**TASK SET**.
1. In the PII-stripping pipeline notes, why doesn't the NER step mask PERSON entities that appear in author-byline metadata? Answer in one to three sentences.
2. Continue the PII-stripping pipeline notes from where they stop.

**GIVEN PASSAGE**.
Tier C content fans out across genres with different PII profiles. Recommended pipeline (cheap → expensive):

  1. Regex / NER first pass — covers the long tail.

    • Strip patterns matching @[a-z0-9_-]+, <firstname> <lastname> from the X team, our engineer <name>, GitHub-handle backticks \[a-z0-9-]+`` only when adjacent to "engineer", "wrote", "deployed", "merged", "pushed", "approved".
    • Strip pager IDs, ticket IDs that aren't useful (SEV-12345, INC-99999) unless cross-referenced to a fix commit.
    • Use a small NER model (spaCy en_core_web_sm + custom ruleset) to mask PERSON entities unless they appear in author-byline metadata (which we want to preserve as provenance, separated from training tokens).

**GIVEN ENTRIES**.
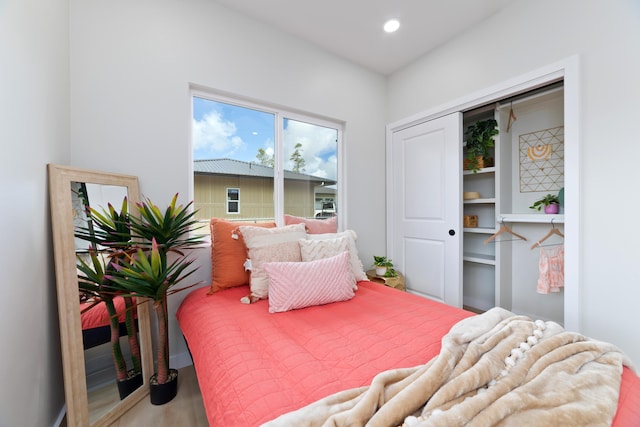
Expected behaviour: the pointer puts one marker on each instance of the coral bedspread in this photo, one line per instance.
(253, 366)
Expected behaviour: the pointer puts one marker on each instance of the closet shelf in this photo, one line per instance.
(483, 201)
(531, 218)
(479, 230)
(479, 258)
(492, 169)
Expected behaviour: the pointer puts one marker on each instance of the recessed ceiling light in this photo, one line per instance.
(391, 25)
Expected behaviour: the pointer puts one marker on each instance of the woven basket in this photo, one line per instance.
(470, 221)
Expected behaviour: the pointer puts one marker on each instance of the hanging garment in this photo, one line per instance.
(551, 266)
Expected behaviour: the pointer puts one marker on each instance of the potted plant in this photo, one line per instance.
(478, 141)
(550, 202)
(153, 271)
(384, 266)
(109, 237)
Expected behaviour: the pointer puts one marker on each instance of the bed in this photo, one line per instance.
(265, 362)
(253, 366)
(96, 329)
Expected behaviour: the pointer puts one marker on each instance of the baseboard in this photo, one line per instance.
(61, 417)
(180, 360)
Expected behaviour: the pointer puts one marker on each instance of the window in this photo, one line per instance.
(281, 161)
(233, 200)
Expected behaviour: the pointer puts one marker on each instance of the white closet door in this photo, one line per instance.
(424, 208)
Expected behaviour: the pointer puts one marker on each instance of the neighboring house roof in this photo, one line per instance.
(238, 167)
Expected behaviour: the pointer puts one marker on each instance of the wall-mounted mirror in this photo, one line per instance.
(95, 395)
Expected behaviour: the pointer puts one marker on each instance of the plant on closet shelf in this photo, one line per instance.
(384, 267)
(550, 203)
(153, 270)
(478, 141)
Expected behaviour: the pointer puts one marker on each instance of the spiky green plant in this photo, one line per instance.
(149, 273)
(108, 233)
(170, 229)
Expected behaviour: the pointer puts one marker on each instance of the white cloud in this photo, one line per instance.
(318, 148)
(213, 137)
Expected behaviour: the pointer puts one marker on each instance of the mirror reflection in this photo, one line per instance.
(105, 337)
(109, 320)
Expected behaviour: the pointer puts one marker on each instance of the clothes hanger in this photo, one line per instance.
(553, 231)
(512, 117)
(503, 229)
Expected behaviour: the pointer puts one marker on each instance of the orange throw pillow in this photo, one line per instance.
(228, 254)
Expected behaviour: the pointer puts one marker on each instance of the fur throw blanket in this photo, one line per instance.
(496, 368)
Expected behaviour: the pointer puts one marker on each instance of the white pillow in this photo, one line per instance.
(354, 260)
(313, 250)
(269, 245)
(294, 285)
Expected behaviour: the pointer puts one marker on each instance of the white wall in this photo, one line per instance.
(34, 131)
(530, 35)
(131, 66)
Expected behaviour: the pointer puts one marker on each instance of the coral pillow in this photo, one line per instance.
(270, 245)
(295, 285)
(228, 254)
(356, 264)
(314, 226)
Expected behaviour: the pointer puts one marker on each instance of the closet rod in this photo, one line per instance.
(515, 100)
(531, 218)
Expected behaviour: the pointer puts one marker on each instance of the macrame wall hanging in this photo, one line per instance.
(541, 156)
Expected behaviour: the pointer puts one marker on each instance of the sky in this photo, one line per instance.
(227, 131)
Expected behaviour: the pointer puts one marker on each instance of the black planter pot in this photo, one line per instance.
(164, 393)
(131, 384)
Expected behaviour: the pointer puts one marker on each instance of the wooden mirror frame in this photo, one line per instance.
(75, 386)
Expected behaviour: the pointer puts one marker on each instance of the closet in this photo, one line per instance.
(500, 267)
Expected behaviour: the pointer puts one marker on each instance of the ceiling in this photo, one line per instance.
(353, 28)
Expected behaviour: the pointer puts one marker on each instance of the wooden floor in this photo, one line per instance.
(186, 409)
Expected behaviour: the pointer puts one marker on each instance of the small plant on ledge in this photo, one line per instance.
(550, 202)
(384, 267)
(478, 140)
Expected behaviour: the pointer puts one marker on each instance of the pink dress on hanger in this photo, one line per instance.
(551, 266)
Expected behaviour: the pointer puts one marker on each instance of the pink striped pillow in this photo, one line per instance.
(295, 285)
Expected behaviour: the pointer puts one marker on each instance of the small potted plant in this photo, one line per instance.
(384, 266)
(153, 270)
(478, 141)
(550, 203)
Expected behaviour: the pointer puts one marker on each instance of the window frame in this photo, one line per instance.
(280, 113)
(229, 200)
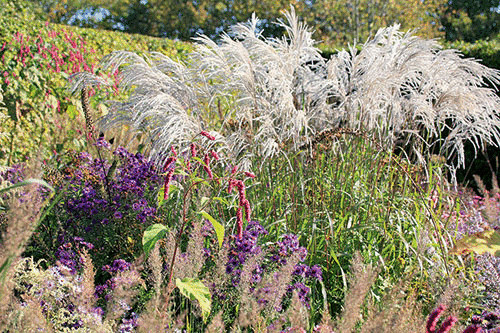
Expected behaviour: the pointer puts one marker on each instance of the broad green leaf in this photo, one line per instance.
(28, 182)
(151, 235)
(72, 111)
(479, 243)
(203, 201)
(161, 194)
(221, 200)
(194, 289)
(219, 228)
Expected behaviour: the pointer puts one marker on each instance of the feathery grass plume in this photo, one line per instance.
(86, 299)
(361, 281)
(124, 291)
(152, 319)
(297, 314)
(279, 92)
(23, 216)
(27, 317)
(216, 325)
(399, 313)
(400, 85)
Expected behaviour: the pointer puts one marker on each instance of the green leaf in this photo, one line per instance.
(219, 228)
(28, 181)
(194, 289)
(151, 235)
(72, 111)
(203, 201)
(159, 198)
(479, 243)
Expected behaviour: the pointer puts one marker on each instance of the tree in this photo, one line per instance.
(471, 20)
(338, 22)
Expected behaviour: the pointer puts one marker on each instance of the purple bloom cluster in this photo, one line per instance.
(119, 265)
(242, 248)
(68, 254)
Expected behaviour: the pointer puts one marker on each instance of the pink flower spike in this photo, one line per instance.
(248, 210)
(239, 222)
(214, 155)
(230, 186)
(169, 162)
(207, 135)
(433, 319)
(448, 324)
(166, 186)
(473, 329)
(193, 150)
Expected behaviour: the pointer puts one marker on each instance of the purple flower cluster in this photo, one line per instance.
(246, 246)
(128, 325)
(242, 248)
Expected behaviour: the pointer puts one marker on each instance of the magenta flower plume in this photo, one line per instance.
(239, 222)
(171, 160)
(166, 186)
(230, 186)
(193, 150)
(206, 167)
(473, 329)
(241, 191)
(448, 324)
(248, 210)
(433, 319)
(207, 135)
(214, 155)
(249, 174)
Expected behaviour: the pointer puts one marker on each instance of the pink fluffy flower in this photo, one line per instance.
(207, 135)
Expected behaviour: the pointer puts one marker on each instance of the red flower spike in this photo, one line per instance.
(169, 162)
(248, 210)
(473, 329)
(166, 186)
(193, 150)
(214, 155)
(207, 135)
(239, 222)
(448, 324)
(230, 186)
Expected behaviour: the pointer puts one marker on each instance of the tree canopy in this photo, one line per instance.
(336, 22)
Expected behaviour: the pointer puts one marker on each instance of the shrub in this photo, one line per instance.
(265, 95)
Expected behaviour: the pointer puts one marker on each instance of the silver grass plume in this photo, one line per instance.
(279, 93)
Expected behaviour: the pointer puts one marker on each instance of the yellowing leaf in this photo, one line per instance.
(219, 228)
(487, 241)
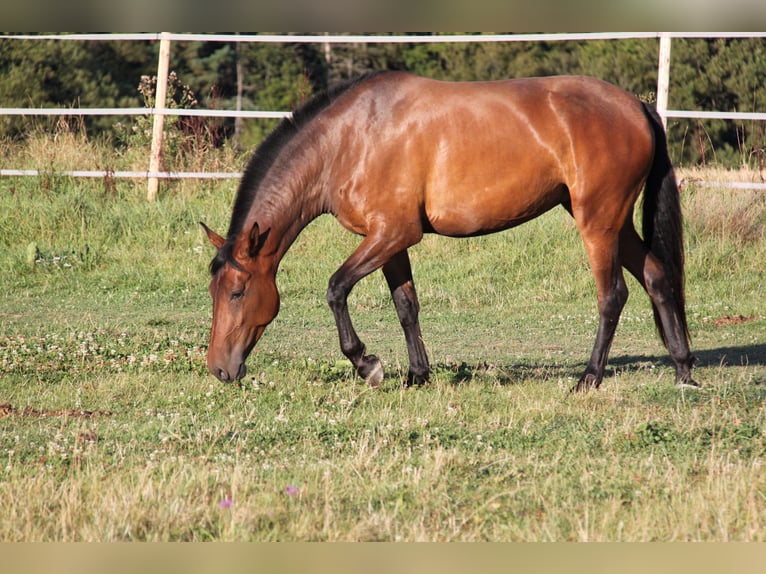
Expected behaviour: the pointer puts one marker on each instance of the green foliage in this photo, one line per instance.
(111, 429)
(715, 74)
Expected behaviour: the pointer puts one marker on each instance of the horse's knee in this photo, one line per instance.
(656, 280)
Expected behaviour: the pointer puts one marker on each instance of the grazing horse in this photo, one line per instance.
(393, 156)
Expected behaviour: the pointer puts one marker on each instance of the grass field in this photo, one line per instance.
(111, 429)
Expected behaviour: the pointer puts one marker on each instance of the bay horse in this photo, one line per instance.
(394, 156)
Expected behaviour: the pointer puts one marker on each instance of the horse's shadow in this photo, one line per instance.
(514, 374)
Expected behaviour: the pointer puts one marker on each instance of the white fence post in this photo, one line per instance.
(663, 78)
(159, 118)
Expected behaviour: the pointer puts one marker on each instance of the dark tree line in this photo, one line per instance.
(714, 74)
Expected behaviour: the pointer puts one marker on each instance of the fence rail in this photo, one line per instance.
(153, 173)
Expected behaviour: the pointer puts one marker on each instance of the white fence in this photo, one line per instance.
(153, 174)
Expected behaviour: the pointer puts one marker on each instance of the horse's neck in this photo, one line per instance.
(287, 210)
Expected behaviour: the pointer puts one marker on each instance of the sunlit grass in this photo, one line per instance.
(111, 428)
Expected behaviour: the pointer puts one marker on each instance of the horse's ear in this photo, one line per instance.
(214, 238)
(248, 244)
(253, 240)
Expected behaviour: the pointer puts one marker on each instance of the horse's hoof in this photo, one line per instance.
(688, 384)
(586, 383)
(375, 377)
(414, 380)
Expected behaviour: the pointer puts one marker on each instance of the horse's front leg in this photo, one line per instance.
(398, 274)
(371, 255)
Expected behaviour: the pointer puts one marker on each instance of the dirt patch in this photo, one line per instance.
(727, 320)
(7, 409)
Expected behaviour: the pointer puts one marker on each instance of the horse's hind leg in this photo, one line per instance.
(612, 294)
(398, 274)
(651, 274)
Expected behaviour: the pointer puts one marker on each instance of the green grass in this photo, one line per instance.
(111, 428)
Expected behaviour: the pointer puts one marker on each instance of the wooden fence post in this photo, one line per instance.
(663, 78)
(159, 118)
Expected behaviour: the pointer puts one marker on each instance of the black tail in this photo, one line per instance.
(662, 220)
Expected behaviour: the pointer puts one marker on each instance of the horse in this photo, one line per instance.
(393, 156)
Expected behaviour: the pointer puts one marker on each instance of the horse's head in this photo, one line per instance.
(245, 301)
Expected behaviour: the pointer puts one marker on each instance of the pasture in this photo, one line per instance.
(111, 428)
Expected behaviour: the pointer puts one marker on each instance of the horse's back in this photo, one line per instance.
(475, 157)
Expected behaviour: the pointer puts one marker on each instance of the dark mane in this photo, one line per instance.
(265, 155)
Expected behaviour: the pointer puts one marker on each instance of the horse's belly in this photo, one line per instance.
(488, 210)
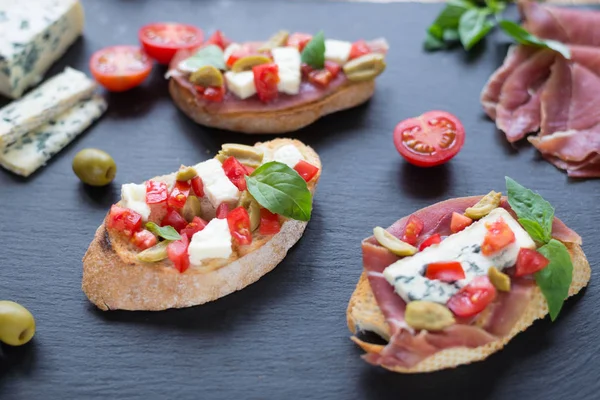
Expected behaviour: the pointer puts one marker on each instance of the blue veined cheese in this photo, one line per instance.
(52, 98)
(34, 34)
(407, 274)
(33, 150)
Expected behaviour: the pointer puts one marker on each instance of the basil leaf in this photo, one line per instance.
(209, 55)
(555, 280)
(530, 206)
(165, 232)
(314, 51)
(521, 35)
(473, 26)
(280, 189)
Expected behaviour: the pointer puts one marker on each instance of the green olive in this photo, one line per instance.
(17, 325)
(94, 167)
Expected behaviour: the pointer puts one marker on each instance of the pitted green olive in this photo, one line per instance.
(392, 243)
(365, 68)
(484, 206)
(207, 76)
(246, 63)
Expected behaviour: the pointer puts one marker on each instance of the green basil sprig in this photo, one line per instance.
(280, 189)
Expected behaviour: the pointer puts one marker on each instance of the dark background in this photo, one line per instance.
(286, 335)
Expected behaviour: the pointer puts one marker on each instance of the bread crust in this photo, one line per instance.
(272, 122)
(113, 279)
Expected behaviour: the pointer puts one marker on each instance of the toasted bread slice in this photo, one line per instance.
(363, 314)
(114, 279)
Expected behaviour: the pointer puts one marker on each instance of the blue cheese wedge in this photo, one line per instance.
(33, 150)
(34, 35)
(46, 102)
(407, 274)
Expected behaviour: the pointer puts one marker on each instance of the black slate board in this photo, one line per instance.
(286, 335)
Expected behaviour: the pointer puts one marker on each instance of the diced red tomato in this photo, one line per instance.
(459, 222)
(413, 229)
(266, 78)
(445, 271)
(144, 239)
(498, 236)
(269, 222)
(174, 219)
(124, 220)
(177, 253)
(473, 298)
(239, 225)
(431, 240)
(529, 262)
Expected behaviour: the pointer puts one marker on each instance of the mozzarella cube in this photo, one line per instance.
(337, 50)
(214, 241)
(241, 83)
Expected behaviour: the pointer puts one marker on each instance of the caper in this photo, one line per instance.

**ANSWERS FOR EACH ITEM**.
1. The notes say author-byline metadata should be preserved as provenance. It is kept separate from the training tokens, so those names are left unmasked.

2.
  2. Heuristic blame-phrase stripping — small allow/deny phrase list.

    • Deny phrases (rewrite or strip the surrounding sentence): "human error", "the engineer who", "[name] forgot to", "[name] mistakenly", "should have caught", "failed to follow".
    • Allow phrases (keep — these are the learning signal): "the change", "the deploy", "the configuration", "the rollback procedure", "the runbook did not cover", "the alarm did not fire because", "blast radius", "fail small".
  3. LLM-pass for ambiguous cases — cheap model (Haiku-class), one-shot prompt:

    "Rewrite the following post-mortem excerpt to remove any individual attribution of fault while preserving every technical detail, timestamp, command, configuration value, and root-cause description. If the excerpt is already blameless, return it unchanged."

    • Run only on chunks where the regex/NER pass flagged ≥1 candidate. Budget: ~5-10% of corpus.
  4. Per-source policy overrides — encode in the canon-tag schema:

    • AWS PES, Azure PIRs, Cloudflare, Datadog, AWS Builders' Library, Discord, SRE Book/Workbook → blameless-by-construction; skip step 3 to save spend.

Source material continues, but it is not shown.